### What you will do
Report how many lines of the rows contain the word "ceiling", giving only the number.

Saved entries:
## BEGIN

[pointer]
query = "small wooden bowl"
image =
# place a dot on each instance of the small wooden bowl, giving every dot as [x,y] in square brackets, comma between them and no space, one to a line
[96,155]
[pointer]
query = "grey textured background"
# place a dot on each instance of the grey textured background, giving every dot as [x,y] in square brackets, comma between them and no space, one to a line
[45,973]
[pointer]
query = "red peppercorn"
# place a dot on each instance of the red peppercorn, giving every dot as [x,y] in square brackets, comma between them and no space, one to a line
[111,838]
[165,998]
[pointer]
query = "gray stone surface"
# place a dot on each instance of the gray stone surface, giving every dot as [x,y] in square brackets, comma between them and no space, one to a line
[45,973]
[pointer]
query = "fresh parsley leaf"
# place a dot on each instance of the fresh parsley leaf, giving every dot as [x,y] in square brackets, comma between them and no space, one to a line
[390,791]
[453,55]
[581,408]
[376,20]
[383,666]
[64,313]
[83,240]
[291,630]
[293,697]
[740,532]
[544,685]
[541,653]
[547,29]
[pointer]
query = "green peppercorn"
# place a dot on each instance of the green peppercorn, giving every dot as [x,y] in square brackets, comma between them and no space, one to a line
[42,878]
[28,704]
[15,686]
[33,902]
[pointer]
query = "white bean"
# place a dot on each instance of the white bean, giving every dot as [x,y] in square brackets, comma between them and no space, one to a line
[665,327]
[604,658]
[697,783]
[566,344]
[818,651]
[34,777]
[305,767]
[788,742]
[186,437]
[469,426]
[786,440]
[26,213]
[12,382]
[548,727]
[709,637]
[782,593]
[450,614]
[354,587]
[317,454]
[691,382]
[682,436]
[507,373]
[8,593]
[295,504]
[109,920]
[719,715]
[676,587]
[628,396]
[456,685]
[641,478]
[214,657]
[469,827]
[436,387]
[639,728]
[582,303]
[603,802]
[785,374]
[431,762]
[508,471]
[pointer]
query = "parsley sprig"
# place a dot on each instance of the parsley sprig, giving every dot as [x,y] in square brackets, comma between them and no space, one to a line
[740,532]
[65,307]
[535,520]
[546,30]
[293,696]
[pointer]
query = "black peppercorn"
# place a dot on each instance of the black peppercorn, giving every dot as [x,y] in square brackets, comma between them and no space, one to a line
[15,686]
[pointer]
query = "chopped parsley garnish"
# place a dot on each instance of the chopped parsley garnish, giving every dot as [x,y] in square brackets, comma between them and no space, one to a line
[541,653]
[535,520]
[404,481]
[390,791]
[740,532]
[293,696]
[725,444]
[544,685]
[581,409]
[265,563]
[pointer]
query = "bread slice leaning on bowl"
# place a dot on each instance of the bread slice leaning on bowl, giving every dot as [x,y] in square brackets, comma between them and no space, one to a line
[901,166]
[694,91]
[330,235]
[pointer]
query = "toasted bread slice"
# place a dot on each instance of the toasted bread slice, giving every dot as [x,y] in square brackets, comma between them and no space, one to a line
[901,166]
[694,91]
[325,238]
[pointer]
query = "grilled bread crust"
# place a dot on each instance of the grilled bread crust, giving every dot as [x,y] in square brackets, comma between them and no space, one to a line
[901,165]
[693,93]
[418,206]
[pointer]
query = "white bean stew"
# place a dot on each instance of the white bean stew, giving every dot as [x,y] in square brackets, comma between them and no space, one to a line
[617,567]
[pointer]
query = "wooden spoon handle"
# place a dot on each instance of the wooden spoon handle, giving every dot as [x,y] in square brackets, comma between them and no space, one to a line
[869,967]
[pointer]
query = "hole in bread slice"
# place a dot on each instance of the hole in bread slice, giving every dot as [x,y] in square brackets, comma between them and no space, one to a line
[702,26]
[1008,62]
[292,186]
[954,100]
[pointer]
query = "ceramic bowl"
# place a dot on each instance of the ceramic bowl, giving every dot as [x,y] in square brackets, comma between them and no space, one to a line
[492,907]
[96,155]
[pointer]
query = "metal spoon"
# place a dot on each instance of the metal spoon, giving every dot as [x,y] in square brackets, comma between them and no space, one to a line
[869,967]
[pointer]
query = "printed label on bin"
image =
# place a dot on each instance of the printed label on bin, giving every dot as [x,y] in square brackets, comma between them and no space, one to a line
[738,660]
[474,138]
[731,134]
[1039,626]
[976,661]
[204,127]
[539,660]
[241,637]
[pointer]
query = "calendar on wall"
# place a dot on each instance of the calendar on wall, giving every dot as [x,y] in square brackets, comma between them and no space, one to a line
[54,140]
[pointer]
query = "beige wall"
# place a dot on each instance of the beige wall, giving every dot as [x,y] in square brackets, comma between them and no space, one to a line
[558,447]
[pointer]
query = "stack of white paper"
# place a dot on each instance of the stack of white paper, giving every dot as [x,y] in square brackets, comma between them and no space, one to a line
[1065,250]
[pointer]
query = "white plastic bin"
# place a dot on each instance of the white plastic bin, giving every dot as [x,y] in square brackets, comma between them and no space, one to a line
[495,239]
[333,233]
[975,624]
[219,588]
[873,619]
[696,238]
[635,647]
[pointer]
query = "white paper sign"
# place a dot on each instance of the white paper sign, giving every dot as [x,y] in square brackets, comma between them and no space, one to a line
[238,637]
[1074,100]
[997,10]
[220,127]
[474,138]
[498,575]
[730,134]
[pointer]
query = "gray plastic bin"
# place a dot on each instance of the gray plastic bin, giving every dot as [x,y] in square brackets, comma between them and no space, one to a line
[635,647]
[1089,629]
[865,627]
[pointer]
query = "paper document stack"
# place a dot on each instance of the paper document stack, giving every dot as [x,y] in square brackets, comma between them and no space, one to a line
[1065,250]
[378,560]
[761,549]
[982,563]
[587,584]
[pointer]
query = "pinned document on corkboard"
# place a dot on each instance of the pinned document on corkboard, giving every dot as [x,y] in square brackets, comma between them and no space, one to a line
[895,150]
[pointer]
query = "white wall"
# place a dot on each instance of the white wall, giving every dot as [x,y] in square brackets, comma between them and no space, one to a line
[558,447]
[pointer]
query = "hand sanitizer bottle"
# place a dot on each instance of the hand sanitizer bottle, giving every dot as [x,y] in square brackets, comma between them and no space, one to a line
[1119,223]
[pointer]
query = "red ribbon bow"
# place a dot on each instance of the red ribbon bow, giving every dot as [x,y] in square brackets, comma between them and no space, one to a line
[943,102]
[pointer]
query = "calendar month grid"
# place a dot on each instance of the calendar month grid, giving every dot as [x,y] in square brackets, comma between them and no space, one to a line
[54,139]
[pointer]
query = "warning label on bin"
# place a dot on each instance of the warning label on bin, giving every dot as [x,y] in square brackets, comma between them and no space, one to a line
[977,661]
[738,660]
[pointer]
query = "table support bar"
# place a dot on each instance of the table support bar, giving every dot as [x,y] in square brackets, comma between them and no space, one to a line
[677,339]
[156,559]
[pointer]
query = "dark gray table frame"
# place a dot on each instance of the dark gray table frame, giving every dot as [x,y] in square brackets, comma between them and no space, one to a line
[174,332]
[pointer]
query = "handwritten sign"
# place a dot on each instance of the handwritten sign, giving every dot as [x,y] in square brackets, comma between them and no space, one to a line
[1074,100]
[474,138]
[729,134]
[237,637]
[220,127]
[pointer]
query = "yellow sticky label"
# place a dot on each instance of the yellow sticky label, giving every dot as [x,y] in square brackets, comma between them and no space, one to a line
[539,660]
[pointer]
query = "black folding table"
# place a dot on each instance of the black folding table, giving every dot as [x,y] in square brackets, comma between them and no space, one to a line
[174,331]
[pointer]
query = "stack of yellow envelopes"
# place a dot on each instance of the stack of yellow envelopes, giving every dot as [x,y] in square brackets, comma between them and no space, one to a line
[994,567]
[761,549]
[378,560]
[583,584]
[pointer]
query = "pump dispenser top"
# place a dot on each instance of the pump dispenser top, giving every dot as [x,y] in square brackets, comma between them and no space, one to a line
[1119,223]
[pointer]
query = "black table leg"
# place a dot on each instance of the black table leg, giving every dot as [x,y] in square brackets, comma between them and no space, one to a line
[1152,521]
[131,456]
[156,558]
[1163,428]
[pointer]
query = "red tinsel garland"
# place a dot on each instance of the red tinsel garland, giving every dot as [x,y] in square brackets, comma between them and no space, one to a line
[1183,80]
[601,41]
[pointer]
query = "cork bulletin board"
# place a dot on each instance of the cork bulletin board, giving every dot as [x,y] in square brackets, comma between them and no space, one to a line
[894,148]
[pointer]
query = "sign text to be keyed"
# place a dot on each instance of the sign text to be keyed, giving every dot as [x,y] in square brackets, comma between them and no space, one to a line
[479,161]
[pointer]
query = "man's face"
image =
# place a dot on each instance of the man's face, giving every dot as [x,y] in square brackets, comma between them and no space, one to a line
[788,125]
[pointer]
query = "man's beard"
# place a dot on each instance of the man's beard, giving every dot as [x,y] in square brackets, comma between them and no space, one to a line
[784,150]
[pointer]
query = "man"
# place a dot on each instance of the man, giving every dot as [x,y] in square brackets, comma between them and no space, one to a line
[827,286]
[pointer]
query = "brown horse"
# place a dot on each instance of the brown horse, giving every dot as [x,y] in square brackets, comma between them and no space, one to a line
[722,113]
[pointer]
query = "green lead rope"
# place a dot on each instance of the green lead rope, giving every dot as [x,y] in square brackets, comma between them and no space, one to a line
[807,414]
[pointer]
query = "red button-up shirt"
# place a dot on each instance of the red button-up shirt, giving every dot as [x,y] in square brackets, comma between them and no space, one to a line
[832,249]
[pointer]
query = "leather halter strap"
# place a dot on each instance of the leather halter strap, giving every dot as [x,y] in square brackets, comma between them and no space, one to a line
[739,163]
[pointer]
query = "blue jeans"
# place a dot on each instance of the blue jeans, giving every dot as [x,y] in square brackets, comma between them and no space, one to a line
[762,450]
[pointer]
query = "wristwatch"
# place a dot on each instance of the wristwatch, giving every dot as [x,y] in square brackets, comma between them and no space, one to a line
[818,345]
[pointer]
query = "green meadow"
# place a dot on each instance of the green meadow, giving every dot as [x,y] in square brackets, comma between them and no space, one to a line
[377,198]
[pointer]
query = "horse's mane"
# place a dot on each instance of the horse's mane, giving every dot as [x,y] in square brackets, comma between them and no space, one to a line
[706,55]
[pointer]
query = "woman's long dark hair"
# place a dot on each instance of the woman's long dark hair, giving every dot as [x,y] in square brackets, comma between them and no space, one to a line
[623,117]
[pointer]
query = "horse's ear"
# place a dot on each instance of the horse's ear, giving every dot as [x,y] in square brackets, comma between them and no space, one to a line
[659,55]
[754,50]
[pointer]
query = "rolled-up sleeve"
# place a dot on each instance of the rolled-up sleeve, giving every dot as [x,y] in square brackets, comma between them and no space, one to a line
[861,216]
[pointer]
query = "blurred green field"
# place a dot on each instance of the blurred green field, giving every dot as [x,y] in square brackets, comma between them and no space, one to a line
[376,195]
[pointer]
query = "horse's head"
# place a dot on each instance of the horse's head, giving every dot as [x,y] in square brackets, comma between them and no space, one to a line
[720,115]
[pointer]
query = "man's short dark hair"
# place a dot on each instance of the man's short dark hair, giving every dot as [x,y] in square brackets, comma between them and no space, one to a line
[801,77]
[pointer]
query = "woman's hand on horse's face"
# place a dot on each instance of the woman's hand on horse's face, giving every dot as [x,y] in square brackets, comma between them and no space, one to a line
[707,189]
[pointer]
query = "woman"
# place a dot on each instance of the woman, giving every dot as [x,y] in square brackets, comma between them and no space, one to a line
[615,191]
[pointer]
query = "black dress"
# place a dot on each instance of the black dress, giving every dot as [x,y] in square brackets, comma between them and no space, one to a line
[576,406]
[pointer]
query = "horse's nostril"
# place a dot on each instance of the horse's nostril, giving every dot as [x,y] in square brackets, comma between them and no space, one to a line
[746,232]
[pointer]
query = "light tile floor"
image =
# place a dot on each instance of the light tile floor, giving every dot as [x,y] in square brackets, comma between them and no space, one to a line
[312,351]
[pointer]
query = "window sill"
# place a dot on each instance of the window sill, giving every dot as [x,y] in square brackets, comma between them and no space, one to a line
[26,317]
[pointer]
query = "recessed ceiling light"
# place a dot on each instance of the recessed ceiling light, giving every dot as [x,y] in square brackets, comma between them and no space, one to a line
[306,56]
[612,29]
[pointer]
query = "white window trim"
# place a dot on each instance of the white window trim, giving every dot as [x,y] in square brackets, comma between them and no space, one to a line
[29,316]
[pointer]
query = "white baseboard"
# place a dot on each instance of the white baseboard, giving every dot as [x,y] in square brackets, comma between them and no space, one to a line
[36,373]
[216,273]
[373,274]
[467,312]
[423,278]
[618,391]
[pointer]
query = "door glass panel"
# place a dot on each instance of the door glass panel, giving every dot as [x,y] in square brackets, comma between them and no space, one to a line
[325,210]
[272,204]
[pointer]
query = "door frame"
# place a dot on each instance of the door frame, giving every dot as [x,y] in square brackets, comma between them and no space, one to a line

## END

### Exercise solution
2